_TEXT EXCERPT_

            Estimated final Brix (after boiling-off EtOH and restoring original volume by adding water).  Some brewers use this experimental method to arrive at something akin to Pf. A Brix measurement of the boiled-and-reconstituted sample is interpreted as remaining, non-fermentables.   The difference between such a measure and Pf is that the Brix of the boiled-and-reconstituted sample will include the non-carbohydrate constituents in the original wort that contributed to initial Brix – i.e., the very constituents for which the 1.04 (or other) factor is intended to correct.  This output parameter is reported, in case the user wants its estimate.

            %ABW before bottle-conditioning.

            %ABV (15C) before bottle-conditioning.

            %ABV (15C) after bottle-conditioning.

            g sugar consumed per 100 g original wort.

            g EtOH produced per 100 g original wort.

            g wort remaining per 100 g original wort.

            Initial SG (15C), also known as OG, estimated from initial Brix (20C).   Note that initial SG plays no role in the estimation of %ABW or %ABV.

            Final SG (15C), also known as FG, estimated from initial and final Brix (20C). Note that the only role for FG in the calculator is its use in converting the calculated %ABW to an estimate of %ABV.  Numerically, thats not a very important role. For example, suppose %ABW = 5.00%, density of EtOH at 15C is 0.794, and real FG is 1.000.  Then %ABV15C = 5.00%*1.000/0.794 = 6.30%.  If a user mistakenly used a FG of 1.010  (a huge error of 10 points!), then the user would estimate %ABV15C = 5.00%*(1.010)/0.794  = 6.36%.  My point, here, is that its not worth obsessing with refinements to the polynomial expression for estimating FG.




            Make sure your refractometer is properly calibrated, and that the applied sample and instrument are at temperatures within the automatic temperature compensation (ATC) range of the instrument.  The closer your samples temperature is to that of the instrument, the better.  Problems arise when the user does not wait for the ATC to complete its task.  The sample is small, so it comes to equilibrium with the instrument fairly quickly (within 30 seconds, typically).  However, the longer a sample sits on the instrument, the greater the chance of bubble formation or solids settling – each of which can cause error. Its always better, therefore, if the instrument and sample are at similar temperature (and that temperature is within the ATC range), minimizing time to achieve an accurate reading.  The similar temperature need not be 20C for instant reading.  If both instrument and sample were, for example, 30C, the ATC would already have adjusted the scale accordingly, and instant display of Brix (20C) would be achieved when a 30C sample is loaded onto the 30C instrument. Delay in the ATC system occurs only when instrument temperature changes.

            Take care to degas samples before measurement.  This can be done by rapidly stirring the sample after thermal equilibration to the analytical temperature.  If degassed at a much cooler temperature than the refractometers temperature, bubbles will still form when the cool sample hits the warmer instrument, causing error.

            Take care to allow sample solids to settle before acquiring a subsample for refractometric measurement.

            Calculator estimates of %ABV will be lower than actual %ABV in the finished beer if the brew has not really finished fermenting at the time final Brix is measured.

            The calculator was formulated to utilize, as final Brix, the value measured before conditioning sugar has been added.  If you want to use the model with final Brix measured on completely finished, bottle-conditioned beer, add a correction to initial Brix to account for the bottling sugar but then use the %ABV value for the "before bottle-conditioning" situation (otherwise, you'll be including the effects of bottling sugar twice).  This correction to initial Brix is roughly 0.134 times the number of ounces of conditioning sugar used per 5 gal of beer.  For example, suppose the measured initial Brix was 13.0, 5 oz of bottling sugar was used per 5 gallons, and the final Brix after complete bottle-conditioning is 6.4.  Then initial Brix that should be entered to the calculator = 13.0 + 0.134*5 = 13.67, and the estimated %ABV for the finished beer is 6.3 %ABV.

_Referring expression data_
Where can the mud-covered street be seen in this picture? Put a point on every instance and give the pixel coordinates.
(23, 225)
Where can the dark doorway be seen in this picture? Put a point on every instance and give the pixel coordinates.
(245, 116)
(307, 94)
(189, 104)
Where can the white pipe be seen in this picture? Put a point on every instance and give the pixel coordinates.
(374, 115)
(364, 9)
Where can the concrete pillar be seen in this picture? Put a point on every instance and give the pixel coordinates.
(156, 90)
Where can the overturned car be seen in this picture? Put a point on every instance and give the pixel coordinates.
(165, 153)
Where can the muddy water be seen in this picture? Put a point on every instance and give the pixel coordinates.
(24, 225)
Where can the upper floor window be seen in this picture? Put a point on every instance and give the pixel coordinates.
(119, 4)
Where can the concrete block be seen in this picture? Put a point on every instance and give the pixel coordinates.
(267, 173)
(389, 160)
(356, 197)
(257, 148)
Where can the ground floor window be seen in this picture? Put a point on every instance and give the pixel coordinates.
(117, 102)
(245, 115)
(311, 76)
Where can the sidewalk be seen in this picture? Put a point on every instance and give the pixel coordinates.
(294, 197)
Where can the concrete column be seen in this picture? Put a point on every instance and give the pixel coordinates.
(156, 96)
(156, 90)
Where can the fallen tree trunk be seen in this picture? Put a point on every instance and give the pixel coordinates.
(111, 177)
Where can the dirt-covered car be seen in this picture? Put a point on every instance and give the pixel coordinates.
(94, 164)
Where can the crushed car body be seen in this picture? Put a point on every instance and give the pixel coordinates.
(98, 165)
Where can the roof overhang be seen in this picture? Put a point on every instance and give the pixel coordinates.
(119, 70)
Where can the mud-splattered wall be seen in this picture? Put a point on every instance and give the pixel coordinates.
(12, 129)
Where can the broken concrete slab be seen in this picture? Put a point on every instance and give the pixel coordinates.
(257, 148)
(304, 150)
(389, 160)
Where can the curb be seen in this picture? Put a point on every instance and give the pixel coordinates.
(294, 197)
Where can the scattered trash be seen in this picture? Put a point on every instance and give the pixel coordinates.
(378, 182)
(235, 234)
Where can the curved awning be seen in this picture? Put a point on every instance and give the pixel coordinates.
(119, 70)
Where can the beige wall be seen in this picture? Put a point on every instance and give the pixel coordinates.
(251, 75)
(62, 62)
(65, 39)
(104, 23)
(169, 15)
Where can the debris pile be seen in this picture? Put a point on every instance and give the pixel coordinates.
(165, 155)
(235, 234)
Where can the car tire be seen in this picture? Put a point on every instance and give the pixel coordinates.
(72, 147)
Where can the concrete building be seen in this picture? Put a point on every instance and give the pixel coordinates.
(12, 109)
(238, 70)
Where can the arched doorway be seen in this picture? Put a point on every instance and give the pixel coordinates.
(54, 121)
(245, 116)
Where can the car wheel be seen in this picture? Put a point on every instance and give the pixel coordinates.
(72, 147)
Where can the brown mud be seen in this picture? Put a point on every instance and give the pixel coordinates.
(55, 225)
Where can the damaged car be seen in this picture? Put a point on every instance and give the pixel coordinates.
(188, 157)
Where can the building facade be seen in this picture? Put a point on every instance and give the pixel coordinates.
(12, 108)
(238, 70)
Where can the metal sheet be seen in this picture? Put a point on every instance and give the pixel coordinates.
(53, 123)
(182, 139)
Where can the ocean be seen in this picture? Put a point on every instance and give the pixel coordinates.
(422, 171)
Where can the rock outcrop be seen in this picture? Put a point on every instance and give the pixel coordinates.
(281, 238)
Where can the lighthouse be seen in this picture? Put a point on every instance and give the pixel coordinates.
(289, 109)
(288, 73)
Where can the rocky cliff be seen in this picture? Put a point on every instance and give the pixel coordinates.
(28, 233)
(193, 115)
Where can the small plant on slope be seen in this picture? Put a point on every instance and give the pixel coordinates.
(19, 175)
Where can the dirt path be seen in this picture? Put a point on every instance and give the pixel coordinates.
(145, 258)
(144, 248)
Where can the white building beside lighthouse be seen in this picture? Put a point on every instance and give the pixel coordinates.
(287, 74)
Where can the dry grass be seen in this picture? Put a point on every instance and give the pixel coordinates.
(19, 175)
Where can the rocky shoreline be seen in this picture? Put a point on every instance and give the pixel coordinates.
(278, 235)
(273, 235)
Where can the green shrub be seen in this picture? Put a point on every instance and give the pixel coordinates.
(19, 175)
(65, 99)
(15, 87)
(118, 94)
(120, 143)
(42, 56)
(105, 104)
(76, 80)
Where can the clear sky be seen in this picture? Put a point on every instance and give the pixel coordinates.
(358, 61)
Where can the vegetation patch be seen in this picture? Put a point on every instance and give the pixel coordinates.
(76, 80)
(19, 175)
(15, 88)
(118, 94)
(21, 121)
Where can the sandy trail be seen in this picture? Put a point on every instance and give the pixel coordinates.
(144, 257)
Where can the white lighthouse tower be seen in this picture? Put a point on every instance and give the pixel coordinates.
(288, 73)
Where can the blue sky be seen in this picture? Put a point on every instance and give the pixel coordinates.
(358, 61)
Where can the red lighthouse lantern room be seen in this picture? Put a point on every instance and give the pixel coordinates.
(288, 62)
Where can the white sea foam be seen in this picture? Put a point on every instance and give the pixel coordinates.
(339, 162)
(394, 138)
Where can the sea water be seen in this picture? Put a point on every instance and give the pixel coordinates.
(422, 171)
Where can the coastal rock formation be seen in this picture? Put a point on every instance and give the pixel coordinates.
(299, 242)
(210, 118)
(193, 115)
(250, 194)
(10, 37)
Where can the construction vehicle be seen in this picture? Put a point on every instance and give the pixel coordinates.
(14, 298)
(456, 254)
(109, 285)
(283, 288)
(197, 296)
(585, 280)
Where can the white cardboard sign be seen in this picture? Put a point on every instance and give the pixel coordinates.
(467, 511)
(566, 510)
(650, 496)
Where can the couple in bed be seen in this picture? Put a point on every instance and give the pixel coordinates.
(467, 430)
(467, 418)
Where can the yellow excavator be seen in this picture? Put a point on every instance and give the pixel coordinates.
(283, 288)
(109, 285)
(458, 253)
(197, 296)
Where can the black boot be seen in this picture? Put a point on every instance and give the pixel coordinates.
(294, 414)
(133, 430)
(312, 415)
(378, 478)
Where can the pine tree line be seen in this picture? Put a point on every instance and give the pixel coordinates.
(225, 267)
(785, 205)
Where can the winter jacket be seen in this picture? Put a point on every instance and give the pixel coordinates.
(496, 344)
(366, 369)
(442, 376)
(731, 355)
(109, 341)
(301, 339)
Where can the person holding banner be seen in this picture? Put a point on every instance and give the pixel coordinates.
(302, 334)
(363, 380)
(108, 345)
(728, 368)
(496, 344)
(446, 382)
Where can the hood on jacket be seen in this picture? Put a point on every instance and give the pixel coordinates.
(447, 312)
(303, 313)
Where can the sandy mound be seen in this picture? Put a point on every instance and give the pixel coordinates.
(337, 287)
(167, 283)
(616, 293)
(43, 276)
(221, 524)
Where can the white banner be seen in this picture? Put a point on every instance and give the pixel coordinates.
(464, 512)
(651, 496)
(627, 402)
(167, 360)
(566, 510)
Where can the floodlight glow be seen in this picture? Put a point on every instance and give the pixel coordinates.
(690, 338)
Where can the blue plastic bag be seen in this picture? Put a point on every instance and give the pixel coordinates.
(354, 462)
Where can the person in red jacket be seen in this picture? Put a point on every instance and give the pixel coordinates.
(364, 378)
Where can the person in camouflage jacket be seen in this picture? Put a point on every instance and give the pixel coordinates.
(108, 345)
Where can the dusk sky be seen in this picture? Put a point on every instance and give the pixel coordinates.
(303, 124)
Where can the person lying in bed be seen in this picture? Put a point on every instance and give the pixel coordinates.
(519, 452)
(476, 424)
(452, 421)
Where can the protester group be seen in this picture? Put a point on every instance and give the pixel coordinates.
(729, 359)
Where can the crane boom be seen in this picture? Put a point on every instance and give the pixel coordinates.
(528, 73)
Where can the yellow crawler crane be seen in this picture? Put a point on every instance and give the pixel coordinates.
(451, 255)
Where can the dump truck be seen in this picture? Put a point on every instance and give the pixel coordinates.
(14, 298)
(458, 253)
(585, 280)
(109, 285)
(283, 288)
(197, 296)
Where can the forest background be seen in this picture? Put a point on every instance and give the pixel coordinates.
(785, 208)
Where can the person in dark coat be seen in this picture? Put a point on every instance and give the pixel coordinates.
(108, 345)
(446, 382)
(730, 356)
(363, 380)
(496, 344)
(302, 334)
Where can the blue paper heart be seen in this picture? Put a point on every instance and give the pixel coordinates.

_ACTIVITIES_
(1) Reproduce the brewing calculator text from "Take care to degas" to "instrument, causing error.", switching "bubbles" to "air pockets".
(2) List every distinct temperature, in degrees Celsius, that the brewing calculator text mentions.

_ANSWERS BY ITEM_
(1)
Take care to degas samples before measurement.  This can be done by rapidly stirring the sample after thermal equilibration to the analytical temperature.  If degassed at a much cooler temperature than the refractometers temperature, air pockets will still form when the cool sample hits the warmer instrument, causing error.

(2) 15C, 20C, 30C